▸ **Task instructions**:
Each entry that follows needs to be written out exactly, with nothing left out.

(Dataset entries)
####

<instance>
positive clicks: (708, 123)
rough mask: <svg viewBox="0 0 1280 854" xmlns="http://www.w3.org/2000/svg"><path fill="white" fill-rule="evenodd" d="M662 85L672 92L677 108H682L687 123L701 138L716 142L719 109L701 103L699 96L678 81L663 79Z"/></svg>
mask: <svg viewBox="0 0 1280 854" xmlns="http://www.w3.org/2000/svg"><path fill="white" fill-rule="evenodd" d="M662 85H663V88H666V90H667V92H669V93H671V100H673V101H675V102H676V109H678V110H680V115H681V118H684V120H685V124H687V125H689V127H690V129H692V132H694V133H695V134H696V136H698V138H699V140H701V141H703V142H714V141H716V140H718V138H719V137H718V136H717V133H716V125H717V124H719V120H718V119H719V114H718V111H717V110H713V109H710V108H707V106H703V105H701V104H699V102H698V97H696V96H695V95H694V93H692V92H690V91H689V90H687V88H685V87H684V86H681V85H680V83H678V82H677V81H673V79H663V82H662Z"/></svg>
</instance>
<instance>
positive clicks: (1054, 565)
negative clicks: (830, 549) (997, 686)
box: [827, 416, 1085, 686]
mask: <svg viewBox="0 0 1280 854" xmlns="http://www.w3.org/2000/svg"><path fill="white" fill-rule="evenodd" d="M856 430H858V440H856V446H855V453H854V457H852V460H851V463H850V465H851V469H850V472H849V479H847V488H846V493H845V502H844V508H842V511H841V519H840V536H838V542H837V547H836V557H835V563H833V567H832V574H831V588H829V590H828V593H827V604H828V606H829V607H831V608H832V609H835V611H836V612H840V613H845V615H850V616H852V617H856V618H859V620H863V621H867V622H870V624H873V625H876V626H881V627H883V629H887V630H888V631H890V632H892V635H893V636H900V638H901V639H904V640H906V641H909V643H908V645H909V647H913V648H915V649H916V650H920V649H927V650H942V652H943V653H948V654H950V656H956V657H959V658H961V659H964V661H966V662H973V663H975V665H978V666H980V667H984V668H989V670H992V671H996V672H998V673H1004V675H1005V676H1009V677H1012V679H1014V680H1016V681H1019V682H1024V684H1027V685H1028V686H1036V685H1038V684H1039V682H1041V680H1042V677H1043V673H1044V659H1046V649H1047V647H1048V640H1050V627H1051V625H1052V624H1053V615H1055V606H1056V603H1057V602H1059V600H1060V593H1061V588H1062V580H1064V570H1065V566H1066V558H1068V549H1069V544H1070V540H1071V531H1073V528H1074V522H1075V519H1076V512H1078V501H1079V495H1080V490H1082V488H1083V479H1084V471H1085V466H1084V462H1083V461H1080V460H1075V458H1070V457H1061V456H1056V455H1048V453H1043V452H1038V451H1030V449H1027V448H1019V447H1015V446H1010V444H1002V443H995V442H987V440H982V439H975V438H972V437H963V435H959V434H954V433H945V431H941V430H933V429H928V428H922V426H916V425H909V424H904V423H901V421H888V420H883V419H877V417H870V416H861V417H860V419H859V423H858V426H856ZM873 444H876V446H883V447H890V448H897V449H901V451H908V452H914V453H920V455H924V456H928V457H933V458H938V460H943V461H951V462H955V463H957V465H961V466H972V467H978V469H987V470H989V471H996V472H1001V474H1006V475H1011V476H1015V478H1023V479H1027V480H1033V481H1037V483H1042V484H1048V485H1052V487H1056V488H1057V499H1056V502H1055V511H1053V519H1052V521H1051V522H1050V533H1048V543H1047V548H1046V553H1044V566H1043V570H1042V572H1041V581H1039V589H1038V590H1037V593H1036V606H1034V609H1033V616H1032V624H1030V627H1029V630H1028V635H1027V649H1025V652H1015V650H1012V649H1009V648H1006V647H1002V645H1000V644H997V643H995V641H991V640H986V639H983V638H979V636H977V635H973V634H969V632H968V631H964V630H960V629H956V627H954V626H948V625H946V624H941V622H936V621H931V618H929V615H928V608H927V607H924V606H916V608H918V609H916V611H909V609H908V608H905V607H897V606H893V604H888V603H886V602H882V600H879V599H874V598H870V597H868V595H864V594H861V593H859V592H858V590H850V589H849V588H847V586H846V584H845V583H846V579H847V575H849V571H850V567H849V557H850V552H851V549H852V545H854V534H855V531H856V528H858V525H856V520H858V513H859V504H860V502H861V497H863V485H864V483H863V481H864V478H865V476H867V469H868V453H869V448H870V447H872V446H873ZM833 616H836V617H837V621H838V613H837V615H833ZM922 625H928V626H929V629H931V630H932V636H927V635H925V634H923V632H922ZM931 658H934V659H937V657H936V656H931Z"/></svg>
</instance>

####

▸ **Answer box**:
<instance>
positive clicks: (708, 123)
rough mask: <svg viewBox="0 0 1280 854" xmlns="http://www.w3.org/2000/svg"><path fill="white" fill-rule="evenodd" d="M662 85L672 92L677 108H682L687 123L701 138L716 142L719 109L701 103L699 96L678 81L663 79Z"/></svg>
mask: <svg viewBox="0 0 1280 854" xmlns="http://www.w3.org/2000/svg"><path fill="white" fill-rule="evenodd" d="M662 85H663V88H666V90H667V92H669V93H671V100H673V101H675V102H676V109H678V110H680V115H681V118H684V120H685V124H687V125H689V127H690V129H692V132H694V133H695V134H696V136H698V138H699V140H701V141H703V142H714V141H716V140H718V138H719V137H718V136H717V133H716V125H717V124H719V120H718V119H719V114H718V111H717V110H713V109H710V108H707V106H703V105H701V104H699V102H698V97H696V96H695V95H694V93H692V92H690V91H689V90H687V88H685V87H684V86H681V85H680V83H678V82H677V81H673V79H663V82H662Z"/></svg>
</instance>
<instance>
positive clicks: (1054, 565)
negative clicks: (830, 549) (997, 686)
box: [827, 416, 1085, 686]
mask: <svg viewBox="0 0 1280 854" xmlns="http://www.w3.org/2000/svg"><path fill="white" fill-rule="evenodd" d="M856 430H858V440H856V446H855V453H854V457H852V460H851V463H850V465H851V469H850V472H849V479H847V488H846V493H845V502H844V508H842V511H841V519H840V536H838V542H837V547H836V557H835V563H833V567H832V574H831V588H829V590H828V593H827V604H828V606H829V607H831V608H832V609H835V611H836V612H840V613H845V615H850V616H852V617H856V618H859V620H863V621H867V622H870V624H873V625H876V626H881V627H883V629H887V630H888V631H890V632H892V635H893V636H900V638H901V639H904V640H906V641H909V643H908V645H909V647H913V648H915V649H916V650H920V649H927V650H942V652H943V653H948V654H950V656H956V657H959V658H961V659H964V661H966V662H973V663H975V665H978V666H980V667H984V668H989V670H992V671H996V672H998V673H1004V675H1005V676H1009V677H1012V679H1014V680H1016V681H1019V682H1024V684H1027V685H1028V686H1036V685H1038V684H1039V682H1041V680H1042V677H1043V673H1044V659H1046V649H1047V647H1048V640H1050V627H1051V625H1052V624H1053V615H1055V606H1056V603H1057V602H1059V600H1060V593H1061V588H1062V580H1064V570H1065V566H1066V558H1068V549H1069V544H1070V540H1071V531H1073V528H1074V522H1075V519H1076V512H1078V501H1079V495H1080V490H1082V488H1083V479H1084V471H1085V466H1084V462H1083V461H1080V460H1075V458H1070V457H1061V456H1056V455H1048V453H1043V452H1038V451H1030V449H1027V448H1019V447H1015V446H1010V444H1002V443H995V442H987V440H982V439H975V438H972V437H963V435H959V434H954V433H945V431H941V430H933V429H928V428H922V426H916V425H909V424H904V423H901V421H888V420H883V419H877V417H870V416H861V417H860V419H859V423H858V426H856ZM873 444H876V446H883V447H890V448H897V449H901V451H908V452H914V453H920V455H924V456H928V457H933V458H938V460H943V461H951V462H955V463H957V465H961V466H972V467H978V469H987V470H989V471H996V472H1001V474H1006V475H1011V476H1015V478H1023V479H1027V480H1033V481H1037V483H1042V484H1048V485H1052V487H1056V488H1057V499H1056V502H1055V511H1053V519H1052V521H1051V522H1050V533H1048V543H1047V548H1046V553H1044V566H1043V570H1042V572H1041V581H1039V589H1038V590H1037V593H1036V606H1034V609H1033V616H1032V624H1030V627H1029V630H1028V635H1027V649H1025V652H1015V650H1012V649H1009V648H1006V647H1002V645H1000V644H997V643H995V641H991V640H986V639H983V638H979V636H977V635H973V634H969V632H968V631H964V630H960V629H956V627H954V626H948V625H946V624H941V622H936V621H931V618H929V615H928V608H927V607H924V606H916V608H918V609H916V611H909V609H908V608H905V607H897V606H893V604H888V603H886V602H882V600H879V599H874V598H870V597H868V595H864V594H861V593H859V592H858V590H850V589H849V588H847V586H846V584H845V583H846V579H847V575H849V571H850V567H849V557H850V552H851V549H852V545H854V534H855V531H856V528H858V525H856V520H858V513H859V504H860V502H861V497H863V485H864V483H863V481H864V478H865V476H867V469H868V453H869V448H870V447H872V446H873ZM833 616H836V617H837V621H838V613H837V615H833ZM922 625H928V626H929V629H931V630H932V636H927V635H925V634H923V632H922ZM931 658H934V659H937V657H936V656H931Z"/></svg>
</instance>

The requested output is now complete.